* **WHAT TO DO**
Begin at the top of the material and stop after the line that contains "[(164, 279), (124, 254), (69, 267)]". Rewrite every line in that span, requests included, and raise each coordinate in the answers by 23 while leaving the requests and their format samples unchanged.

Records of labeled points
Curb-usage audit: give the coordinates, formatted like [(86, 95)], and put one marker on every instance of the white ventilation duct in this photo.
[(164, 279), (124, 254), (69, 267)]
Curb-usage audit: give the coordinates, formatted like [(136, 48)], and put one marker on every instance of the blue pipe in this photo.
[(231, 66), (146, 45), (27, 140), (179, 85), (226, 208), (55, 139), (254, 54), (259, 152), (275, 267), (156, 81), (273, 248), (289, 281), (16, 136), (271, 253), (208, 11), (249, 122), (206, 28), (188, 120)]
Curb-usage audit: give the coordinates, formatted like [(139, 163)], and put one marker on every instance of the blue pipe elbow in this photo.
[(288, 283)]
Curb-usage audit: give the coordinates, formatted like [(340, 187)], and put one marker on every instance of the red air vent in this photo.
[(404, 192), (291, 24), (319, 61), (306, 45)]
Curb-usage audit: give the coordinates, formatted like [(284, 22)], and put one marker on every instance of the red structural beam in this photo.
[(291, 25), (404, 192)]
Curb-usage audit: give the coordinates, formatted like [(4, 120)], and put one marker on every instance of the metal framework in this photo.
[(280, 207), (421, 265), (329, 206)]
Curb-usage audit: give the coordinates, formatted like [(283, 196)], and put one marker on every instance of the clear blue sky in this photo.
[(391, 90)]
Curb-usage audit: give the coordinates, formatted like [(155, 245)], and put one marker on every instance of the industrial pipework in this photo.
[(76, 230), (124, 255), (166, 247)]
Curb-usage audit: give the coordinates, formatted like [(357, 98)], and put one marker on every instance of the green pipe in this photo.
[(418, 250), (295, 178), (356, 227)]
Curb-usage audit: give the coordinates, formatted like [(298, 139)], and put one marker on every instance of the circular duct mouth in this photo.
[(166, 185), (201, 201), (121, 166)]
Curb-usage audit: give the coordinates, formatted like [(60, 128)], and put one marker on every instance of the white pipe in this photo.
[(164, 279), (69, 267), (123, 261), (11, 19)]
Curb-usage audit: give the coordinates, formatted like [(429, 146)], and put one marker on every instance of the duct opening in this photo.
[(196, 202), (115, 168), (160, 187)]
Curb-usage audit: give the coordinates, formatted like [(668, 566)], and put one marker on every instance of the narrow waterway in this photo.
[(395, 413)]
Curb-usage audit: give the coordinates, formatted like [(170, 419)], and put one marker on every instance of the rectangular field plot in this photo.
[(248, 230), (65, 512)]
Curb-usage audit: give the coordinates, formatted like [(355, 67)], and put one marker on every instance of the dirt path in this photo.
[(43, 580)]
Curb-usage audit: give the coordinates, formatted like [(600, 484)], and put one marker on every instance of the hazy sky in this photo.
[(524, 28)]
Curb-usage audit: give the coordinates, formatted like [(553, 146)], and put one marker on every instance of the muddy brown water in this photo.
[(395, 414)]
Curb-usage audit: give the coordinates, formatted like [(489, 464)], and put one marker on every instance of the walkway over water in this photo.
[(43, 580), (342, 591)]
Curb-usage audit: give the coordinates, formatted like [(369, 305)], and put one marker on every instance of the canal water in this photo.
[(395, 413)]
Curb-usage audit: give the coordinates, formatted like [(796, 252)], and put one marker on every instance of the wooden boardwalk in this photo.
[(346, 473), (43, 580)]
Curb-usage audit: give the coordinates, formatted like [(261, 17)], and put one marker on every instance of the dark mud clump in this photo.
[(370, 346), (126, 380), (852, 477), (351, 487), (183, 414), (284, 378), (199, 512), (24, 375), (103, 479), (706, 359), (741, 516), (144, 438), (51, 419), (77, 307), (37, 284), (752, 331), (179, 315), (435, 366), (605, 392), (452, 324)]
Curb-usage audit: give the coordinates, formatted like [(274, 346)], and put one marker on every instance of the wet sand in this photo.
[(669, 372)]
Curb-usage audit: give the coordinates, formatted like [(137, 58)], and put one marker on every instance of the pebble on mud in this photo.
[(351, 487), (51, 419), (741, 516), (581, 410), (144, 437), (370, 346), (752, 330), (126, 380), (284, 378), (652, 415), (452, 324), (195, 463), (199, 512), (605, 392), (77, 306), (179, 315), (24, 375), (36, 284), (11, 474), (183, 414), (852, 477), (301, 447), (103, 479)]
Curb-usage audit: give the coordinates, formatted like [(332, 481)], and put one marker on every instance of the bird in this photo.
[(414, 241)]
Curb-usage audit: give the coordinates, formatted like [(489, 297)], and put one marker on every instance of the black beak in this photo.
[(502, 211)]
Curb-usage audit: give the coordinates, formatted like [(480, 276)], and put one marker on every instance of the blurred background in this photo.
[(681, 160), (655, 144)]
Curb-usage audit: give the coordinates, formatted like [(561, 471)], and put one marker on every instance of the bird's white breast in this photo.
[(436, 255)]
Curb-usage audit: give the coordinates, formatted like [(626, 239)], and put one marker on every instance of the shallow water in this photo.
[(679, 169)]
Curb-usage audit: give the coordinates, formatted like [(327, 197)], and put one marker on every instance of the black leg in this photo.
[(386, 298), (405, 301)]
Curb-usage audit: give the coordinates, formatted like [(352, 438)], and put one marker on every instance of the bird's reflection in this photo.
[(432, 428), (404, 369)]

* **WRITTEN SOLUTION**
Curb-usage audit: give the coordinates, formatted like [(86, 95)], and put one marker on every instance of the white ventilation duct in this photo.
[(187, 302), (147, 277), (92, 290)]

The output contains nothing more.